*Entries*:
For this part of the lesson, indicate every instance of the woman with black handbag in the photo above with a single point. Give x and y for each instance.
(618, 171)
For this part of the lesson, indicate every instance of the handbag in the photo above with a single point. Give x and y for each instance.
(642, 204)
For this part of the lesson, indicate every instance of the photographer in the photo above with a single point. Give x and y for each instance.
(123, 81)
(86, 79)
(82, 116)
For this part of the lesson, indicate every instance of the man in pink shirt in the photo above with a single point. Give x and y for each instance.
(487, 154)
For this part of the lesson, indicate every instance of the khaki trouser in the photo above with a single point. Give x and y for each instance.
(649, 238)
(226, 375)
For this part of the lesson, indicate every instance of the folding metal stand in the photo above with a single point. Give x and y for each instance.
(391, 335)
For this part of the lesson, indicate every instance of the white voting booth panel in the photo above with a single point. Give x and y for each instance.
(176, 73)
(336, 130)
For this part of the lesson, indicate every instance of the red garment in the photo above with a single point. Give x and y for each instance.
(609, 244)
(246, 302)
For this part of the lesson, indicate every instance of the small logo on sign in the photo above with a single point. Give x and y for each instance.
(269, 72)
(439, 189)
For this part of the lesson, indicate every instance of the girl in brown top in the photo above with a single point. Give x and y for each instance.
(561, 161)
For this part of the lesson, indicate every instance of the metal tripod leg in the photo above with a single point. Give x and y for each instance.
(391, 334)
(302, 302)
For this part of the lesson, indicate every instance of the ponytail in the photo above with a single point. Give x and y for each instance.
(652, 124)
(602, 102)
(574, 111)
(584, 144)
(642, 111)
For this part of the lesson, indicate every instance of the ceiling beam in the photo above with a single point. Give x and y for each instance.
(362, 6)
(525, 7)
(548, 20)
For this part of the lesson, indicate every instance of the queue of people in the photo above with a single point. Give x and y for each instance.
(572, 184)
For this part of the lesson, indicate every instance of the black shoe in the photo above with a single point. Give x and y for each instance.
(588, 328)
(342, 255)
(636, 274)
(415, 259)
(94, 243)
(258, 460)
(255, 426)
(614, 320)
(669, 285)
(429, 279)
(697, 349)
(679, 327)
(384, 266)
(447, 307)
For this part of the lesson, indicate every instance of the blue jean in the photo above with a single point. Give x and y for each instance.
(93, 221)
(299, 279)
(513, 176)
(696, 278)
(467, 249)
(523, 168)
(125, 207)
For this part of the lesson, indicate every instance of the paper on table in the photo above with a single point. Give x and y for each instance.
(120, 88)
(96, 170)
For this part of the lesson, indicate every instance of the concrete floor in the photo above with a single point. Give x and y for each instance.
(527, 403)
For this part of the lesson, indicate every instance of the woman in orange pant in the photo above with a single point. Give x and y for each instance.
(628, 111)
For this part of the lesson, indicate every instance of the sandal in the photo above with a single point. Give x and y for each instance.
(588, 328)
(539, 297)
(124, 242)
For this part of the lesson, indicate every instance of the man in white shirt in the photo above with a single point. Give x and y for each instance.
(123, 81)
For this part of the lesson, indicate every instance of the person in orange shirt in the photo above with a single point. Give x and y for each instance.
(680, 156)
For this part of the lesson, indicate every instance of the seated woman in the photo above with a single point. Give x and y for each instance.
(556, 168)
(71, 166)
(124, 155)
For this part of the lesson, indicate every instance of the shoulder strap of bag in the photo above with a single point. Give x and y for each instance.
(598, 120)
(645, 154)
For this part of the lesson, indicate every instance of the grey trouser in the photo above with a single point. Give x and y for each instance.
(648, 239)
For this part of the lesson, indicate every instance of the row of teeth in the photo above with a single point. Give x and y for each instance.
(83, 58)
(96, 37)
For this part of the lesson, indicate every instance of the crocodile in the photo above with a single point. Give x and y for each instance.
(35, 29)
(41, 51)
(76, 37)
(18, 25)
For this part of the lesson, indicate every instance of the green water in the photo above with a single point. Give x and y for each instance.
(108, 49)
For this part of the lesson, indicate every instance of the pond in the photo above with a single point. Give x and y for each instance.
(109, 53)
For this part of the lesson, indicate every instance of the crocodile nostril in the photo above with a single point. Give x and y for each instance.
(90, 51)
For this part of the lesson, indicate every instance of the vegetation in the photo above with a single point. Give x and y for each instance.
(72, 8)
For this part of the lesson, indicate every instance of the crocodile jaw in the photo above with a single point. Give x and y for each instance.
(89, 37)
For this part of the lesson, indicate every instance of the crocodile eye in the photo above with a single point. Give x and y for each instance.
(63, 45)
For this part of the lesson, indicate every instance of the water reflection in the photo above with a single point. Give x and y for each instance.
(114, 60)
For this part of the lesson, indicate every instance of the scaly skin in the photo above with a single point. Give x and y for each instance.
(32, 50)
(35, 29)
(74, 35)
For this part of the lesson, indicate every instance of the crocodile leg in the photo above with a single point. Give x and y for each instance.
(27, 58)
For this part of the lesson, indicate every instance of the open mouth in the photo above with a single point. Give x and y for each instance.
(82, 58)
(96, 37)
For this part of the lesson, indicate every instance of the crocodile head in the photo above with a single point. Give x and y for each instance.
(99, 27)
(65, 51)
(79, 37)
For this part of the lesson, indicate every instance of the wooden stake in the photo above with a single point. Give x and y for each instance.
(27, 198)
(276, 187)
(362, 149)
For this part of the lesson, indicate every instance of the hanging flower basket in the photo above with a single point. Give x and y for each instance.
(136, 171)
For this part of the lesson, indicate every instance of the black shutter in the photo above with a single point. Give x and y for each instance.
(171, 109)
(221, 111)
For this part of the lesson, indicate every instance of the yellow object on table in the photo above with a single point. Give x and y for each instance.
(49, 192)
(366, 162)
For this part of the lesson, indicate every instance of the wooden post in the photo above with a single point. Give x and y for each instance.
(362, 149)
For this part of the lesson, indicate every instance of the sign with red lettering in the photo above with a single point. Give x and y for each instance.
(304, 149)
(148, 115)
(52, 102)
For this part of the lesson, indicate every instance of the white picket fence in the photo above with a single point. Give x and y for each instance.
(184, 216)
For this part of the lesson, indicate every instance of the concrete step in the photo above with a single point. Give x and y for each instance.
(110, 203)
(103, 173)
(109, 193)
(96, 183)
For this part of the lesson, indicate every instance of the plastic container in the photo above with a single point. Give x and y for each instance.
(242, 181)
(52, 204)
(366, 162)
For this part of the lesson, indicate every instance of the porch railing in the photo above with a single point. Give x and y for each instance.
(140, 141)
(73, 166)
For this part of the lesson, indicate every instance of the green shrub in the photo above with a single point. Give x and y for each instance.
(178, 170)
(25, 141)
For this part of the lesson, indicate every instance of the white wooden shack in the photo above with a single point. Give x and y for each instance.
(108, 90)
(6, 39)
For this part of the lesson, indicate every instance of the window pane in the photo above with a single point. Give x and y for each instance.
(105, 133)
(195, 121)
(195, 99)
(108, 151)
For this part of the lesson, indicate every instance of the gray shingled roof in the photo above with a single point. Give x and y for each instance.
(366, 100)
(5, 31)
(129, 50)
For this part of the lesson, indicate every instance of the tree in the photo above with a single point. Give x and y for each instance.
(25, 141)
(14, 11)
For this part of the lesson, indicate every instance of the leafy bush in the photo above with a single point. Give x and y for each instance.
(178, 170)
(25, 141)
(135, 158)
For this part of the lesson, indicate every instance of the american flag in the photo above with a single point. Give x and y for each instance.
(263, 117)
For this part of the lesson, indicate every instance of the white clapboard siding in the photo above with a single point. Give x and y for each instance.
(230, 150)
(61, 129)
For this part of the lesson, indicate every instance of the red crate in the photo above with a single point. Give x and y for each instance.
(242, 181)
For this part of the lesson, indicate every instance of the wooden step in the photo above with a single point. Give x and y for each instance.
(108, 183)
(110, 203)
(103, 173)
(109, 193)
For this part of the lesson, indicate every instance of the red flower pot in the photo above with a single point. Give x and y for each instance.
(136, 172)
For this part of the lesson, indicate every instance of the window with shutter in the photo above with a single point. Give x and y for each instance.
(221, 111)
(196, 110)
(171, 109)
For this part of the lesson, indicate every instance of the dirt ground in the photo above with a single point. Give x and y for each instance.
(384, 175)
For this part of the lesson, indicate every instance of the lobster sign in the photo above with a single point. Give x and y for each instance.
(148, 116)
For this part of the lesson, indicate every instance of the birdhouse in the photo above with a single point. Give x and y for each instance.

*Directions for this task*: Return the line that contains "the white clapboard" along with every line after it through the end of the entries, exactly, adding nothing.

*Worked answer*:
For this part of the lesson, indicate every instance of the white clapboard siding in the photo above with a single point. Give x and y for each instance.
(230, 150)
(61, 129)
For this part of the lesson, indicate every instance of the red crate in the photo above with a single point. Give x and y for each instance.
(242, 181)
For this part of the lesson, indicate every instance of the wooden step in the photo above with a single point. Give x and y for each instance.
(108, 183)
(110, 203)
(103, 173)
(109, 193)
For this part of the lesson, indicate every instance of the red flower pot in the photo above with a single point. Give x and y for each instance.
(136, 172)
For this part of the lesson, indicate every instance of the window with shutter in the photo above with a single point. Give x and y for each instance.
(221, 111)
(196, 110)
(171, 109)
For this part of the lesson, indicate every instance of the dirt ground in the photo above with a single point. Give x and y for each instance.
(384, 175)
For this part of the lesson, indicate every instance of the lobster sign in the photo above with a single point. Give x and y for each instance.
(148, 116)
For this part of the lesson, indicate every instance of the birdhouse in the photo above with a single point. Give x and y for each instance.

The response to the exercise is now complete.